WRITTEN TASK A =
In the boiler smoke thread:
(i) At what dew point does DGOBS say water vapor is given up?
(ii) How old does marla06 think the boiler is?
(iii) Within how many minutes of operation does DGOBS say the plume stops after a boiler first fires up after lying dormant?
WRITTEN TASK B = Copy the part of the boiler smoke thread that opens with the words containing "## DGOBS (15" and closes with "dew point 55degs)".
[start PAGE EXCERPT]
# Smoke/cloud from boiler



## marla06 (15 Dec 2008)

Hi all

My boiler has a lot of white smoke/cloud coming out of it while the heating is on in my house. (It's a new house...self build). The plumber said it's because there's hot air coming out of the boiler and the surrounding air is cold. Everyone thats come to see my house has commented on how much smoke is coming out of it. It doesn't smell like it's smoke/burning though. Someone thought that maybe the oil suppliers gave me diesel instead of kerosene but after checking it they said it was kerosene alright.

Has anyone had a similar problem?

Thanks


----------



## DGOBS (15 Dec 2008)

Hi, white smoke (known as plume) is your hot flue gasses giving up its water vapor as it comes in contact with cold air (water vapor is given up at the dew point 55degs) 

Aslo, how new is the boiler? is it a condenser model?
if so, the plume is a sign that the boiler is working in condensing mode, ie the most efficient it can be....

if your still worried have an oftec qualified oil technician out to service / commission the appliance (as should have been done on installation, bet you it wasn't)


----------



## marla06 (15 Dec 2008)

thanks for getting back to me!

the boiler is about 6-12 months old i think. haven't a clue what type it is but i could try to find out. i'm not living in the house yet but the heating is turned on for a couple of hours every day

i doubt that a service was carried out on it! i'll look in to that too

thanks again


----------



## ramble (16 Dec 2008)

I have a relatively new condensing oil boiler which gives off plumes of steam as you describe.  My plumber confirmed that this was normal , there is no smell  off it, it comes out beside my washing line and has had no affect on the clothes


----------



## DGOBS (16 Dec 2008)

It'slike electing a new pope...white smoke good...black smoke bad


----------



## DGOBS (2 May 2009)

Not quite,

Most boilers will plume(white smoke) when they first fire up after laying dormant as any water condensation is heated. But this will stop in the first 
5-10 mins of operation. 

A condensing boiler is designed to run constantly (assuming correct system temp differential is achieved) in this mode.

But black smoke is not just a waste of oil, more importantly there is never is never black smoke or soot generation without carbon monoxide generation!


----------
[end PAGE EXCERPT]
[start DATA PROVIDED]
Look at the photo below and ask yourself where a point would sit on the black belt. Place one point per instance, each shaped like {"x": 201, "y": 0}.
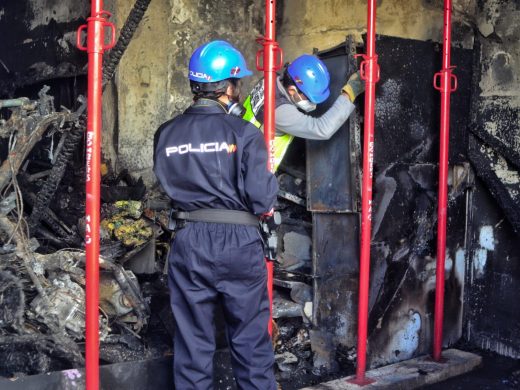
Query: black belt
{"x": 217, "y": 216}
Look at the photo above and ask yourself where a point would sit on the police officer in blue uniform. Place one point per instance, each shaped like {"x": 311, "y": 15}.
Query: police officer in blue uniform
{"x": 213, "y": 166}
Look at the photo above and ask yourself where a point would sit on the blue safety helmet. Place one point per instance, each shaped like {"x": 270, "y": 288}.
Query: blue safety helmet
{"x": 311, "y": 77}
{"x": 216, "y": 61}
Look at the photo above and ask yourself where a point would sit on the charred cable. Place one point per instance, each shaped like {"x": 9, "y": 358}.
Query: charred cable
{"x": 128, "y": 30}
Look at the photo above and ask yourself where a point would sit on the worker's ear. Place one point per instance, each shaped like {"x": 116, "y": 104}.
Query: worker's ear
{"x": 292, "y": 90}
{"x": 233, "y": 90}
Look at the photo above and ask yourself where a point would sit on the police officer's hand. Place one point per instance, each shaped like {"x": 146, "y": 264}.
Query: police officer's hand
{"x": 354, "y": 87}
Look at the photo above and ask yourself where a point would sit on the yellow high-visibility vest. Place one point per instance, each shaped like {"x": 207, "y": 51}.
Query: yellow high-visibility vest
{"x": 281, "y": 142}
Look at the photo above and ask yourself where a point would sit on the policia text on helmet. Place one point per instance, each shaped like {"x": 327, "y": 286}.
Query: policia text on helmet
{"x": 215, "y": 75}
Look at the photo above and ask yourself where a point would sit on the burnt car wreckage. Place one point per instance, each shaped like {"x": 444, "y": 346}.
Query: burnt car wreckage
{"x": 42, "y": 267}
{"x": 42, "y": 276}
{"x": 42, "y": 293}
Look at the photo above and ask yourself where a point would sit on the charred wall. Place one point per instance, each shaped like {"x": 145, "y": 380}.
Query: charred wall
[end DATA PROVIDED]
COMPLETE OUTPUT A =
(i) 55 degrees
(ii) About 6-12 months
(iii) 5-10 minutes

COMPLETE OUTPUT B =
## DGOBS (15 Dec 2008)

Hi, white smoke (known as plume) is your hot flue gasses giving up its water vapor as it comes in contact with cold air (water vapor is given up at the dew point 55degs)